WORK REQUIRED:
All records are to be retyped faithfully and completely.

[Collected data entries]
##########

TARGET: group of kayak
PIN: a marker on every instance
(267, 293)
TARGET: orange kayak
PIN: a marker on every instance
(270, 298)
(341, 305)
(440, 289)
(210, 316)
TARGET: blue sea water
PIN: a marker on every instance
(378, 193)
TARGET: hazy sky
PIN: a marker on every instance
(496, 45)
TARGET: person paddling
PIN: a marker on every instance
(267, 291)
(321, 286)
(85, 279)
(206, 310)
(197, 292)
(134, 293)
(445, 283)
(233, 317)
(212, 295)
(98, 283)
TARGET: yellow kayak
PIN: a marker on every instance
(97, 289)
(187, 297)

##########

SOLUTION:
TARGET: group of kayak
PIN: a marker on every instance
(267, 293)
TARGET: orange kayak
PIN: a marker on every instance
(270, 298)
(341, 305)
(440, 289)
(210, 316)
TARGET: blue sea water
PIN: a marker on every instance
(378, 193)
TARGET: hazy sky
PIN: a marker on every instance
(496, 45)
TARGET: person paddling
PIN: a marker on every instance
(267, 291)
(321, 286)
(85, 279)
(206, 310)
(197, 292)
(134, 293)
(445, 283)
(233, 317)
(212, 295)
(98, 283)
TARGET: yellow kayak
PIN: a marker on every instance
(97, 289)
(187, 297)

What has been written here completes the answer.